**Required task**
Count the lines in the items below that contain the string "Query", matching case exactly. Reply with the number only.

[Pointing items]
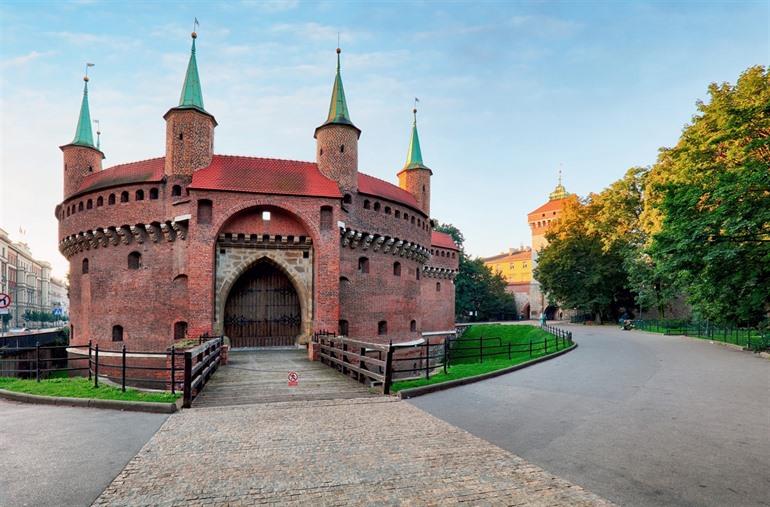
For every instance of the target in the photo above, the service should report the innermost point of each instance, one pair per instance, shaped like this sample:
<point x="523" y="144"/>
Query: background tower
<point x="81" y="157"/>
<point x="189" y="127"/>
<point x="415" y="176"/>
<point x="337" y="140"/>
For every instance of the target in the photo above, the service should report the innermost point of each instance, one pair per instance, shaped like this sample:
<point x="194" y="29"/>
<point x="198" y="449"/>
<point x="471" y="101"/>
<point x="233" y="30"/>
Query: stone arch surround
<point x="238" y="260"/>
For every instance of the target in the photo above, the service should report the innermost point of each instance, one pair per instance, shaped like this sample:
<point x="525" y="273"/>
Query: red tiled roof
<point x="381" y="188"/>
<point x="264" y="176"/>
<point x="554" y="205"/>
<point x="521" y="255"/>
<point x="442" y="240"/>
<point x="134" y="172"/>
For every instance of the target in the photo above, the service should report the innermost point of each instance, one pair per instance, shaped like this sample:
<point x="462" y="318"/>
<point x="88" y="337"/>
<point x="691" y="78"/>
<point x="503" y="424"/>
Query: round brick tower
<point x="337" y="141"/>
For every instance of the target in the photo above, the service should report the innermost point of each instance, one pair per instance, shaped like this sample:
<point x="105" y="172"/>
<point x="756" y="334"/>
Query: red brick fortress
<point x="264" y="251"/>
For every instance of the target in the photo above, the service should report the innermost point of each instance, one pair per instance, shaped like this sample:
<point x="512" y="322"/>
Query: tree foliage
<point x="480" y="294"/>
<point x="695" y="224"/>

**Worked answer**
6